GIVEN EXERCISE:
Exact repetition is required: output every record in full.

[A block of data]
************

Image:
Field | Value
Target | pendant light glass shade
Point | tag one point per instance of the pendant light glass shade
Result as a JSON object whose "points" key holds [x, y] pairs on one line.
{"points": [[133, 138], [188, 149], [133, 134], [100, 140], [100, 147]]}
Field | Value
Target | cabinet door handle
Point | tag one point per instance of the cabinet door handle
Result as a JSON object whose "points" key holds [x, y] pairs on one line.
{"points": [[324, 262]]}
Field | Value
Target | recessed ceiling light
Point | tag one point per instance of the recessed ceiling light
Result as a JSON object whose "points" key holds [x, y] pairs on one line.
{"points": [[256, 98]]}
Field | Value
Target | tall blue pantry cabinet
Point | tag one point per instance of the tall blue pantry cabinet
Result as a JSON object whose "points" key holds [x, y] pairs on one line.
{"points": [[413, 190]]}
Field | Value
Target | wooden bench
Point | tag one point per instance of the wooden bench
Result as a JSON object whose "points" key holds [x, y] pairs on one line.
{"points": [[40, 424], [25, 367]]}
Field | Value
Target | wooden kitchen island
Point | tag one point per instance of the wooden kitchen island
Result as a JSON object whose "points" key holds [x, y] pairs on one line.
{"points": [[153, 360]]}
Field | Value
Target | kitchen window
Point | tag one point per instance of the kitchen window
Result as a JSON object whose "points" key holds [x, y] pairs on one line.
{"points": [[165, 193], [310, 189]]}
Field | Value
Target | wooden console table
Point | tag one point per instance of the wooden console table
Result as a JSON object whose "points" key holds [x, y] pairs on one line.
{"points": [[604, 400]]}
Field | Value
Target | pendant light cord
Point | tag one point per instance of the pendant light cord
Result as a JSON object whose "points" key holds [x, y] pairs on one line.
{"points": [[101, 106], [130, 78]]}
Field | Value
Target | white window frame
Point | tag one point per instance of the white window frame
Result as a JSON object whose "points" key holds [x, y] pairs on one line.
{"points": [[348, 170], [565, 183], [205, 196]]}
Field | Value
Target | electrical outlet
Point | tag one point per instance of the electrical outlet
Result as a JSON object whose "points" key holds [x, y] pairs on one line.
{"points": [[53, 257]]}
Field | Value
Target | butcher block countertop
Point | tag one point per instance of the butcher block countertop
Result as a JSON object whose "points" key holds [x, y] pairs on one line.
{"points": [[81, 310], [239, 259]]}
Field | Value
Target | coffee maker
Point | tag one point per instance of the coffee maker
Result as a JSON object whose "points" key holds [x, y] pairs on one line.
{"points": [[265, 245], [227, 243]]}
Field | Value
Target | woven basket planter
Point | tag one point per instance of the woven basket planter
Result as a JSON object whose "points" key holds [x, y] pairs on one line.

************

FULL RESPONSE:
Image:
Field | Value
Target | pendant light glass shade
Point | tag one point per instance of the pendant light glass shade
Result as a JSON object whose "points" key holds [x, y] pairs on one line.
{"points": [[133, 138], [188, 149], [133, 134], [100, 140], [100, 147]]}
Field | Value
Target | cabinet door handle
Point | tag one point per instance of the cabinet door handle
Result as a JSON object whose "points" key holds [x, y] pairs on one line.
{"points": [[324, 262]]}
Field | Value
Target | recessed ceiling light
Point | tag one point per instance of the recessed ceiling light
Result as a JSON object whose "points" key holds [x, y] pairs on one line.
{"points": [[256, 98]]}
Field | Value
Target | tall blue pantry cabinet
Point | tag one point per instance of the tall blue pantry cabinet
Result as a JSON object whose "points" key holds [x, y] pairs on one line.
{"points": [[413, 190]]}
Field | Value
Target | wooden bench
Point | tag one point per instance of the wooden bench
Result as a JSON object whose "points" key holds [x, y] pairs on one line.
{"points": [[40, 424], [25, 367]]}
Field | Value
Target | wooden kitchen island
Point | tag one point per instance of the wooden kitchen island
Result as a JSON object whose "points" key holds [x, y] pairs on one line.
{"points": [[153, 360]]}
Field | Value
Target | kitchen window
Point | tag one point per instance of the kitchen window
Result as a JSON object whose "points" key holds [x, y] pairs on one line.
{"points": [[165, 193], [310, 189]]}
Field | Value
Target | wooden console table
Point | tag one point per instance of the wooden console table
Result as a JSON object whose "points" key holds [x, y] pairs on one line.
{"points": [[604, 400]]}
Field | Value
Target | pendant light cord
Point | tag one point per instance of the pendant light cord
Result as a JSON object whose "points" key holds [x, y] pairs on one line.
{"points": [[101, 106], [130, 78]]}
Field | Value
Target | white window frame
Point | tag one point per instance of the white window frame
Result as a JSON object whose "points" key holds [x, y] pairs on one line.
{"points": [[348, 170], [565, 183], [205, 196]]}
Field | Value
Target | electrical outlet
Point | tag one point per instance of the electrical outlet
Result as a JSON object whose "points" key holds [x, y] pairs on one line.
{"points": [[53, 257]]}
Field | Value
Target | butcher block countertop
Point | tag one point per instance of the butcher block countertop
Result as a JSON object whose "points" key holds [x, y] pairs on one line.
{"points": [[81, 310], [239, 259]]}
Field | Value
Target | coffee maker
Point | tag one point per instance of the coffee maker
Result as a JSON object whose "points" key holds [x, y] pairs on one line.
{"points": [[265, 245], [227, 243]]}
Field | Value
Target | woven basket planter
Point | tag one point per instance of the woven basket planter
Result as a JSON object whose "points" key holds [x, y] pairs on one line.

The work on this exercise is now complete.